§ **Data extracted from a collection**
-- Start --
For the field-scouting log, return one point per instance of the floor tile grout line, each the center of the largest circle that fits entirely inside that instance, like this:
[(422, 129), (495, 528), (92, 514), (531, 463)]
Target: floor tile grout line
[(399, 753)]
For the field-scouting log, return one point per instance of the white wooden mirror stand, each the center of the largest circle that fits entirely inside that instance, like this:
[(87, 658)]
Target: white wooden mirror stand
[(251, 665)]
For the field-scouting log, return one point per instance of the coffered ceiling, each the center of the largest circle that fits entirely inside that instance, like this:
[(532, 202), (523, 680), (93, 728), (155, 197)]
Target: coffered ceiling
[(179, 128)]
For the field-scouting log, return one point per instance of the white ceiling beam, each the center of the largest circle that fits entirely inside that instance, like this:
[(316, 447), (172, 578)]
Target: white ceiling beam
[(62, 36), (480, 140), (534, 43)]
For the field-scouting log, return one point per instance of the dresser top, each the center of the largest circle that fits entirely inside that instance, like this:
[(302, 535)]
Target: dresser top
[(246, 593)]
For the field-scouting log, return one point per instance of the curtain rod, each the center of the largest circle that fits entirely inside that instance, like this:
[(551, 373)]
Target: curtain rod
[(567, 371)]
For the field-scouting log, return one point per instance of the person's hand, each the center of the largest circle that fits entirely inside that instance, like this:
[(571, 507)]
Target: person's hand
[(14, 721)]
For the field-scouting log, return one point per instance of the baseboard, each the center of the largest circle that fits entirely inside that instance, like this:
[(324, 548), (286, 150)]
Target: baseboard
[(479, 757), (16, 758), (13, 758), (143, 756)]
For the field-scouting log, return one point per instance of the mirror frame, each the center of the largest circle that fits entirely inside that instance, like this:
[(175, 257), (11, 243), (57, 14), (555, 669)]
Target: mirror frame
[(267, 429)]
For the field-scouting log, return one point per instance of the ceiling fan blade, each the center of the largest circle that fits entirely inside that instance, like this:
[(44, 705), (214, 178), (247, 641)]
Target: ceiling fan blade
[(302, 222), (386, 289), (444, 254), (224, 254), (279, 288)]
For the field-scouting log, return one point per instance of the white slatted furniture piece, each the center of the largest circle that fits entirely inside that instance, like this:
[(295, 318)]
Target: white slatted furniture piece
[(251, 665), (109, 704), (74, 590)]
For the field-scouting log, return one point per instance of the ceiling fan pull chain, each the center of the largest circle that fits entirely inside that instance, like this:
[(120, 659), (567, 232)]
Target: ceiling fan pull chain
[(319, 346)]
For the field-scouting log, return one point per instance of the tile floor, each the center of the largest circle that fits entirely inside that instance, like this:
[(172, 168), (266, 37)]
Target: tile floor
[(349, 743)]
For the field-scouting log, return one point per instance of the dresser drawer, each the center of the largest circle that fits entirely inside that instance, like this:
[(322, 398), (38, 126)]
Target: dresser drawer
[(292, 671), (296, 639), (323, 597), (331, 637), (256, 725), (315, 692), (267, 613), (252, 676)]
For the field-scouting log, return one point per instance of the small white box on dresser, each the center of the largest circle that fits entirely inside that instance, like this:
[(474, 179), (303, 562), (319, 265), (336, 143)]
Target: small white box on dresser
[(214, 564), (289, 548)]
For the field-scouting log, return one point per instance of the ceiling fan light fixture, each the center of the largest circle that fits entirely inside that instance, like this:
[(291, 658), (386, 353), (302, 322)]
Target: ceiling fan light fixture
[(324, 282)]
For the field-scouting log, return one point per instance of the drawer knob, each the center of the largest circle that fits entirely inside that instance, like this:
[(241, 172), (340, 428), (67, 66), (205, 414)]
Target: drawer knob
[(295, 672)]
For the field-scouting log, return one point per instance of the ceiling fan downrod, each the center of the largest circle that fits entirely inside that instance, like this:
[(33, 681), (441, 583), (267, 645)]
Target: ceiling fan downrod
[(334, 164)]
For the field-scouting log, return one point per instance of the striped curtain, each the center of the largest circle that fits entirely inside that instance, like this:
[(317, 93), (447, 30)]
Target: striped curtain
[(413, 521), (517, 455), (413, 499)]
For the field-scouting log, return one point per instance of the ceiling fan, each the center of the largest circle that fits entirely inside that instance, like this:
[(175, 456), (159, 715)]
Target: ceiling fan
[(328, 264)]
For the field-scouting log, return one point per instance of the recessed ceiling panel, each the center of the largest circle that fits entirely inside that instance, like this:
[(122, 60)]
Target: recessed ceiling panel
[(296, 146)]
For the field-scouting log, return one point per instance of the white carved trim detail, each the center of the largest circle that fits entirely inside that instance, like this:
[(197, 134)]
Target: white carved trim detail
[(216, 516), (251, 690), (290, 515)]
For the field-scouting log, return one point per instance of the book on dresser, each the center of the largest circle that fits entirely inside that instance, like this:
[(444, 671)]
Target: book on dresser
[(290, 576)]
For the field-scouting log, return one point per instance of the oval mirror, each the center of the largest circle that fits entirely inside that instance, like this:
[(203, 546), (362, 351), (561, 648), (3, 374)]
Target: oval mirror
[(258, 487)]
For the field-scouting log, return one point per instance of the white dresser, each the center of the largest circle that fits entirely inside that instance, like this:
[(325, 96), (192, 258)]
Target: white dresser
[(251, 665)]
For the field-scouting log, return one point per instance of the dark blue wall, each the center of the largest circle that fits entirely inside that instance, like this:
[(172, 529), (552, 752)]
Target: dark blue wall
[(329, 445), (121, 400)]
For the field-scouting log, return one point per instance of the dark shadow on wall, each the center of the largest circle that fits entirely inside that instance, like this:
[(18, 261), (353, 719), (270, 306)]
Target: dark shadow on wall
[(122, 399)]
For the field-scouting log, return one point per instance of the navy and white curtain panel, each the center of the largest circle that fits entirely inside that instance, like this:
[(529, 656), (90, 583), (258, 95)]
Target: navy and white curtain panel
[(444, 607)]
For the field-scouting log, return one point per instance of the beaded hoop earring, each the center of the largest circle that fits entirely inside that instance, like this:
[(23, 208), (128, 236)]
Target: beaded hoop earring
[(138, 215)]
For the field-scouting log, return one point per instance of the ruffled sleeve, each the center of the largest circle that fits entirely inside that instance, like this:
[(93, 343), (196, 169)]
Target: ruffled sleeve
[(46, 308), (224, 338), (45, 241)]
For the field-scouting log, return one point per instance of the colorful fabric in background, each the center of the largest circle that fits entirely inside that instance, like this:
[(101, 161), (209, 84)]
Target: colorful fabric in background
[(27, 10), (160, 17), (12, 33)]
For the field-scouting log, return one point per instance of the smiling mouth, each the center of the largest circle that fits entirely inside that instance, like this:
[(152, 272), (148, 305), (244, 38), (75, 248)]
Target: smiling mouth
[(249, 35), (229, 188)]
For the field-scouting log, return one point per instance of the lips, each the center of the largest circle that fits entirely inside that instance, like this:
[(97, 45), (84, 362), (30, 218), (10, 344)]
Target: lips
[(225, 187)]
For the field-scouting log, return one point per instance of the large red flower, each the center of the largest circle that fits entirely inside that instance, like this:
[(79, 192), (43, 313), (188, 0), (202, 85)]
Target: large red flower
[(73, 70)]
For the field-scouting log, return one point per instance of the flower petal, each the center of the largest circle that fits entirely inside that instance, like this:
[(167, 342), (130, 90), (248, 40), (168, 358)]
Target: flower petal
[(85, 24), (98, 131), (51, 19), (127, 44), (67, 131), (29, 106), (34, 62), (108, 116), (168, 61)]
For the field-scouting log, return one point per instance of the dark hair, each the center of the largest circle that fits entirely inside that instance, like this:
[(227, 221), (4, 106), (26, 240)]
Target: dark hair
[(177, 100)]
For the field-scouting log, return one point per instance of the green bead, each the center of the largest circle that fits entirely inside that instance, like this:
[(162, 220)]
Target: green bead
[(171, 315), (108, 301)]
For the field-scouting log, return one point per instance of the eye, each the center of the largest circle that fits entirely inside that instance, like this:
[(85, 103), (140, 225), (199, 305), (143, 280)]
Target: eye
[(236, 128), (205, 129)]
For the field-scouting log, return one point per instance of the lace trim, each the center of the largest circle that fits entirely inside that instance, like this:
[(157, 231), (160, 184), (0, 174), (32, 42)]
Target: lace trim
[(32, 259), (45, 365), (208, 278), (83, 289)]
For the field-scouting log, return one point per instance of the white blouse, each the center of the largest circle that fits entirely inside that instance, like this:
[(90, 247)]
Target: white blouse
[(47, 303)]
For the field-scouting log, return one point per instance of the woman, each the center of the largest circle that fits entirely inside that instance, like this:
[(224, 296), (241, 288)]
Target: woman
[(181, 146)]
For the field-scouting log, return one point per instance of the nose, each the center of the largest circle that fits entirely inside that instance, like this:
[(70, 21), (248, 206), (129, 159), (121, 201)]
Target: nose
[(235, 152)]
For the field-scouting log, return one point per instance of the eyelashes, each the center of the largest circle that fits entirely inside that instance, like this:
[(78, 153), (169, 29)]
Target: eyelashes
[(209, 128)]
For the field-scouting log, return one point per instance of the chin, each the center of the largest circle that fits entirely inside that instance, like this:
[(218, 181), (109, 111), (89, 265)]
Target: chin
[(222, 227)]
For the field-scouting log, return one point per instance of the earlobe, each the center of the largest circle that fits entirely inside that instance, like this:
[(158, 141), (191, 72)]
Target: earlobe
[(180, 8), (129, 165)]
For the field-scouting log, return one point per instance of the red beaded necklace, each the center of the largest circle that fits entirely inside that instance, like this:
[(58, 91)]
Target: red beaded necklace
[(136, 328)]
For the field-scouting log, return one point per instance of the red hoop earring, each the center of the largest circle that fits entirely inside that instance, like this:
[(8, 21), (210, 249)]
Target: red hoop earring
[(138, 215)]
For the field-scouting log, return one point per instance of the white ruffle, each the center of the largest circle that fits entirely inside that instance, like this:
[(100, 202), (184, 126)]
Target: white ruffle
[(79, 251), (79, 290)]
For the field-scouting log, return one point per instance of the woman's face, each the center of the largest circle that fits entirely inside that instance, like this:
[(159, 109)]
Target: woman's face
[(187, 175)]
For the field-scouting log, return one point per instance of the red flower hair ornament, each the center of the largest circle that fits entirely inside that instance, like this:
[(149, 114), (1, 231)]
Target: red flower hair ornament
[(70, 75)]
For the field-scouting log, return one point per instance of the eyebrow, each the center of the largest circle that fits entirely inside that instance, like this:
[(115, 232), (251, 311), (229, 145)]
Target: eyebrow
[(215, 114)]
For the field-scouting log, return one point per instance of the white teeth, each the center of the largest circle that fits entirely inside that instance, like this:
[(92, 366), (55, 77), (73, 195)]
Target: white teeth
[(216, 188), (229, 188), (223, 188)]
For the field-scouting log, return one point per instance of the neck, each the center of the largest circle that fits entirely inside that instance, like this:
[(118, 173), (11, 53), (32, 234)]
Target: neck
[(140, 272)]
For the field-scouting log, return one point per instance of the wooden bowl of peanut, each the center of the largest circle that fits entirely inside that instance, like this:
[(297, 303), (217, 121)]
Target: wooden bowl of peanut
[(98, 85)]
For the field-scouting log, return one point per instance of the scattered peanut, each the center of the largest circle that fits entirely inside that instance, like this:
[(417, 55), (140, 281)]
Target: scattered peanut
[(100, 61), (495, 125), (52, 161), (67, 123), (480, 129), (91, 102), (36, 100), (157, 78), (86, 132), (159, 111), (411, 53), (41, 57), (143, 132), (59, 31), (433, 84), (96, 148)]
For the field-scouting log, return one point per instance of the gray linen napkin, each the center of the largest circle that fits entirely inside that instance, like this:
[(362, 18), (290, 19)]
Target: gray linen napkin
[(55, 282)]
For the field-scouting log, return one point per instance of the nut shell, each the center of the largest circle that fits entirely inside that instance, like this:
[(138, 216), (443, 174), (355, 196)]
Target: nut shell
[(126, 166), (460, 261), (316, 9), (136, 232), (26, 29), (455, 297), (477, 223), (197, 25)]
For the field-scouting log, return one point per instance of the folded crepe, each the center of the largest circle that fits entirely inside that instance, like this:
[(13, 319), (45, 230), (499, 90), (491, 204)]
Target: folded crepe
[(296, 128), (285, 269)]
-- End --
§ **The request**
Starting at the line containing "the earlobe, each" and ending at the line containing "[(136, 328)]", output those records as a JSON list of strings, one string per line, with blank lines omitted.

§ **Answer to this exercise**
[
  "For the field-scouting log, return one point per instance of the earlobe, each the center of the largest circle that fits entirely inside that instance, like this:",
  "[(158, 141), (191, 72)]",
  "Target: earlobe",
  "[(180, 8), (129, 165)]",
  "For the field-scouting log, return one point per instance of the red beaded necklace, each the center of the largest circle that fits entirely inside that instance, like this:",
  "[(58, 91)]",
  "Target: red beaded necklace",
  "[(136, 328)]"
]